Pointing records
⁂

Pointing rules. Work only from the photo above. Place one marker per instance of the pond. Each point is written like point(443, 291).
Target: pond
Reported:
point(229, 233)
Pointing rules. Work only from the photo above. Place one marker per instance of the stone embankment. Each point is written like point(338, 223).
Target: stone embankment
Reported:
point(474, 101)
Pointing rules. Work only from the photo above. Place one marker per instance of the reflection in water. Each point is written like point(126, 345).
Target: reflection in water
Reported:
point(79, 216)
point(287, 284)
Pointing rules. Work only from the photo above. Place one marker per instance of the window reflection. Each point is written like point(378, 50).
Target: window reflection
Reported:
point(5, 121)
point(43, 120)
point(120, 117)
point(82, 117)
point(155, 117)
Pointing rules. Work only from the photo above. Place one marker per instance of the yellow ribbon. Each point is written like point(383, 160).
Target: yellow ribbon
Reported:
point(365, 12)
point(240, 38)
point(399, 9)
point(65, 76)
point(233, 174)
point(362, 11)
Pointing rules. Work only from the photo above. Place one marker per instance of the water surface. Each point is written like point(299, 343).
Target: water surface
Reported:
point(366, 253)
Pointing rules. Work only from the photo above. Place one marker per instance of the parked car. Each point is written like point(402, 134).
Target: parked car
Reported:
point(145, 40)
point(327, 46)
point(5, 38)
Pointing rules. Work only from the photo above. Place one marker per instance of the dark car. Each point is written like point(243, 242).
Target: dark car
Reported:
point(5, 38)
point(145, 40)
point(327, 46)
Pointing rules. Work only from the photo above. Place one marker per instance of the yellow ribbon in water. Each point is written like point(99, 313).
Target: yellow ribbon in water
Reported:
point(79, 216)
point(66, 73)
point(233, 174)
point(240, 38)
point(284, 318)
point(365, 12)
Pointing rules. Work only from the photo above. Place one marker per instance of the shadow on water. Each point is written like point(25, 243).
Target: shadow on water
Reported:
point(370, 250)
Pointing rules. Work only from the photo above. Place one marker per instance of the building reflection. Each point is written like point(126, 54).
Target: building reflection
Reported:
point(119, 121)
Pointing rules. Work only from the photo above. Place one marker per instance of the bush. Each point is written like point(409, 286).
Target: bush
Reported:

⁂

(WHAT NEEDS TO BE DONE)
Copy out all of the data above word for word, line by line, from the first line to the last.

(THE ANSWER)
Pointing rules. Work only from the photo above. Place one marker per instance of the pond. Each point is written like point(443, 291).
Target: pond
Reported:
point(229, 233)
Pointing rules. Work only from the photo above. Place one marker per instance of the stone embankment. Each point is written like point(338, 223).
Target: stone embankment
Reported:
point(474, 101)
Pointing rules. Work only from the photo above. Place one marker per instance of the reflection in water. Each point is written like point(126, 345).
Target: reflection in water
Reported:
point(79, 216)
point(287, 284)
Pointing rules. Work only from the photo above. Place one marker per instance of the window reflection. Each point is written like point(378, 50).
Target: window reflection
Reported:
point(5, 121)
point(43, 120)
point(120, 117)
point(82, 117)
point(155, 117)
Pointing rules. Work only from the photo above. Place one marker per instance of the yellow ribbon. Each point is written like point(383, 160).
Target: yellow ribbon
Reported:
point(365, 12)
point(240, 38)
point(399, 9)
point(65, 76)
point(233, 174)
point(362, 11)
Pointing rules. Work only from the photo above. Place one marker per instance of the water surface. Each point is written like point(299, 343).
Target: water surface
Reported:
point(366, 253)
Pointing rules. Work only from the photo above. Place one marker per instance of the parked car. Each point is written like point(402, 134).
Target: parked car
Reported:
point(145, 40)
point(327, 46)
point(5, 38)
Pointing rules. Work only from the photo above. Place one marker per instance of the dark car. Each point is written like point(243, 242).
Target: dark car
Reported:
point(5, 38)
point(145, 40)
point(327, 46)
Pointing rules. Work only from the photo above. Place one marker per instance of the yellow ribbon in water. Each point is written like point(99, 313).
Target: yellow ribbon in water
Reported:
point(79, 216)
point(66, 73)
point(233, 174)
point(240, 38)
point(284, 318)
point(365, 12)
Pointing rules. Work only from the photo above. Place one marker per instance of the shadow on water. Each point is written like point(25, 243).
Target: shadow on water
Reported:
point(370, 250)
Pointing rules. Work only from the photo above. Place one marker per instance of the building reflection. Each point is written like point(126, 54).
Target: building reflection
Reported:
point(119, 121)
Pointing rules. Work only from the photo above. Place one marker per instance of the bush. Each point is written like point(409, 286).
Target: bush
Reported:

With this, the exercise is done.